> [SELECTION]
CHAPTER V.
DEAR BROWNIE.
BROWNIE, the willing drudge, the kind little housemate, was the most popular of all fairies; and it is he whom we now love and know best.
He was a sweet, unselfish fellow; but very wide awake as well, full of mischief, and spirited as a young eagle, when he was deprived of his rights. He belonged to a tribe of great influence and size, and each division of that tribe, inhabiting different countries, bore a different name. But the word Brownie, to English-speaking people, will serve as meaning those fairies who attached themselves persistently to any spot or any family, and who labored in behalf of their chosen home.

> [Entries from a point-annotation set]

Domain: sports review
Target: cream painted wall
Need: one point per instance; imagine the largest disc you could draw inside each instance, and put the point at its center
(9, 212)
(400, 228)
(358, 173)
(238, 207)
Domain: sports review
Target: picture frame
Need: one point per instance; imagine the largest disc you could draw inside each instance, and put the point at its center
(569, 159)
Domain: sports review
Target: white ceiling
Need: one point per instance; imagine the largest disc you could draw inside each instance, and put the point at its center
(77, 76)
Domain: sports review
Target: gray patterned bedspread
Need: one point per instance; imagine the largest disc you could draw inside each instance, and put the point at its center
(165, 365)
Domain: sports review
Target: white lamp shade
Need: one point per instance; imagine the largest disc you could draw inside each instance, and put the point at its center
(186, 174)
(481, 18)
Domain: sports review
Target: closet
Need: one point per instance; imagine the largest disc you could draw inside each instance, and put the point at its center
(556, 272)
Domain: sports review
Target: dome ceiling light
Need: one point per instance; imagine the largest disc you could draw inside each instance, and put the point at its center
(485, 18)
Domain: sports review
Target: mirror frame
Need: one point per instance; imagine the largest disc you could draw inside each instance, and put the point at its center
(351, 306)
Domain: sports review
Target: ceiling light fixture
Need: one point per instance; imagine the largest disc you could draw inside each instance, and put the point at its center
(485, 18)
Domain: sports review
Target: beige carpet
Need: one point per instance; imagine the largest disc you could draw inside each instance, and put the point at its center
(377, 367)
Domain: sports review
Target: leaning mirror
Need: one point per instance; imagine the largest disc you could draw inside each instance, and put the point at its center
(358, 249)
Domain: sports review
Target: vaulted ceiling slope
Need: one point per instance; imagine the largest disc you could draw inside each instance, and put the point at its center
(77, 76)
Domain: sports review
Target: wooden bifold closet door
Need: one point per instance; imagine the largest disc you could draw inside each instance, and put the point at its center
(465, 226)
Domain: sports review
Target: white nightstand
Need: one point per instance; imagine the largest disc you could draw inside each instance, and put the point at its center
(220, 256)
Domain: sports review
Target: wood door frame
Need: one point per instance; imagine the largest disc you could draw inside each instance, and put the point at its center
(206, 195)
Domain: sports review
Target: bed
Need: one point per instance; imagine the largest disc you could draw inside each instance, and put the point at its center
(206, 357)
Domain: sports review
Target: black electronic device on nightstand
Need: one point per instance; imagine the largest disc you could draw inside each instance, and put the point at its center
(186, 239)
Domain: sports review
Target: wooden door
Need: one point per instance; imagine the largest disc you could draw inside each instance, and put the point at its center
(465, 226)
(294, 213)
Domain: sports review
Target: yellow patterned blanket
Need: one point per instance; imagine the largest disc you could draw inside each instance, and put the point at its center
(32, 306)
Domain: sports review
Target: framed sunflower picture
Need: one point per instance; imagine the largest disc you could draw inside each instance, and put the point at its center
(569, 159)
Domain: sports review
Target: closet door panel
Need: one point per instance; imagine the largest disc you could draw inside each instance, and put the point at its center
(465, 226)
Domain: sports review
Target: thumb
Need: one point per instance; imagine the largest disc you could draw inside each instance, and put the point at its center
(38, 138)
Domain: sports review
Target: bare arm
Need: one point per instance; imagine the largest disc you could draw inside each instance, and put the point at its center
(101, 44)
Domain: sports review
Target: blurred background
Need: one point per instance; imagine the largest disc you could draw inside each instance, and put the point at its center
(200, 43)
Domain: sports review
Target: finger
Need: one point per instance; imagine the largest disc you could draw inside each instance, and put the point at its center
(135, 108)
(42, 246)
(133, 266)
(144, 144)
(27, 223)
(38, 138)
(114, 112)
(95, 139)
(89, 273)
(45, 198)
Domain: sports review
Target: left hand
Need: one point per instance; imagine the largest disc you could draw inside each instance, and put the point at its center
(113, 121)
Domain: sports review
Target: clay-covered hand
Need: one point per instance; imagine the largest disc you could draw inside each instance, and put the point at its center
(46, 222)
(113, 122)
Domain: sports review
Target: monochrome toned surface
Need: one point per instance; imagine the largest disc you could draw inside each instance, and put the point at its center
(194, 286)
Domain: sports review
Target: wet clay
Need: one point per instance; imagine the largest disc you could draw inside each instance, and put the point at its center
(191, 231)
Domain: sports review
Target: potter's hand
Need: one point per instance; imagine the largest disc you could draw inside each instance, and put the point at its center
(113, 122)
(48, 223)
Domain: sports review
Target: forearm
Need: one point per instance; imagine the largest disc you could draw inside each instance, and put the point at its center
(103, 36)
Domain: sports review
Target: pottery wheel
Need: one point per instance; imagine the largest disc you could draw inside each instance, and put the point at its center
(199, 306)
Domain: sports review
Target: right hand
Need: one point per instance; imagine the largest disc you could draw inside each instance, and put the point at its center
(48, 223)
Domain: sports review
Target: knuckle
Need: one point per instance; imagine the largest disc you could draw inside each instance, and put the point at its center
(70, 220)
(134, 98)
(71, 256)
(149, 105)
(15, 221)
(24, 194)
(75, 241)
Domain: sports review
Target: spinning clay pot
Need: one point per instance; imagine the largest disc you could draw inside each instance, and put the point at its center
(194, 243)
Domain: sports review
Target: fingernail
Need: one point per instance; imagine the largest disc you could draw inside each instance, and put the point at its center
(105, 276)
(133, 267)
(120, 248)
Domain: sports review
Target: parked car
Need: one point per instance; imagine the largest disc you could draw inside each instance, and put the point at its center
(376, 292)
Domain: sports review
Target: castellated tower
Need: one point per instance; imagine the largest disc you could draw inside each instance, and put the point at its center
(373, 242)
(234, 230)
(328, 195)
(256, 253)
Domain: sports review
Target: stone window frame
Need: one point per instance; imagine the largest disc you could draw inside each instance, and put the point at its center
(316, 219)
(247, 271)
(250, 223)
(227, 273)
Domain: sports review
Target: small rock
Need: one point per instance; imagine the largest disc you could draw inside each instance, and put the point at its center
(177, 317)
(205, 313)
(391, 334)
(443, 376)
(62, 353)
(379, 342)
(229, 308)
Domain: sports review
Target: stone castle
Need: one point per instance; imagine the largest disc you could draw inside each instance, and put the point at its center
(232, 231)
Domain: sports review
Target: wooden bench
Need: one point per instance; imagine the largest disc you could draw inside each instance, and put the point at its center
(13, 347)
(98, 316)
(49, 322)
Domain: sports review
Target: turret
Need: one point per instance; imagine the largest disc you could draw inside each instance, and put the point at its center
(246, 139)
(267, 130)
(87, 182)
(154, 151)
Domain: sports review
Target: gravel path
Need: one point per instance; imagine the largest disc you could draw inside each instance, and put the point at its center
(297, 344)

> [REQUIREMENTS]
1. Report every line of the rows above that contains the word "wooden", matching its case exactly.
2. Please write what comes next in the passage about Brownie, starting right after its final sentence.

> [ANSWERS TO THE TASKS]
1.
Target: wooden bifold closet door
Target: wooden door
Target: wooden bench

2.
The Brownie proper belonged to the Shetland and the Western Isles, to Cornwall, and the Highlands and Borderlands of Scotland. He was an indoor gentleman, and varied in that from our friends the Black and Light Elves. He took up his dwelling in the house or the barn, sometimes in a special corner, or under the roof, or even in the cellar pantries, where he ate a great deal more than was good for him. In the beginning he was supposed to have been covered with short curly brown hair, like a clipped water-spaniel, whence his name. But he changed greatly in appearance. Later accounts picture him with a homely, sunburnt little face, as if bronzed with long wind and weather; dark-coated, red-capped, and shod with noiseless slippers, which were as good as wings to his restless feet. Along with him, in Scotch houses, and in English houses supplanting him, often lived the Dobie or Dobbie who was not by any means so bright and active ("O, ye stupid Dobie!" runs a common phrase), and therefore not to be confounded with him.
BROWNIE'S DELIGHT WAS TO DO DOMESTIC SERVICE.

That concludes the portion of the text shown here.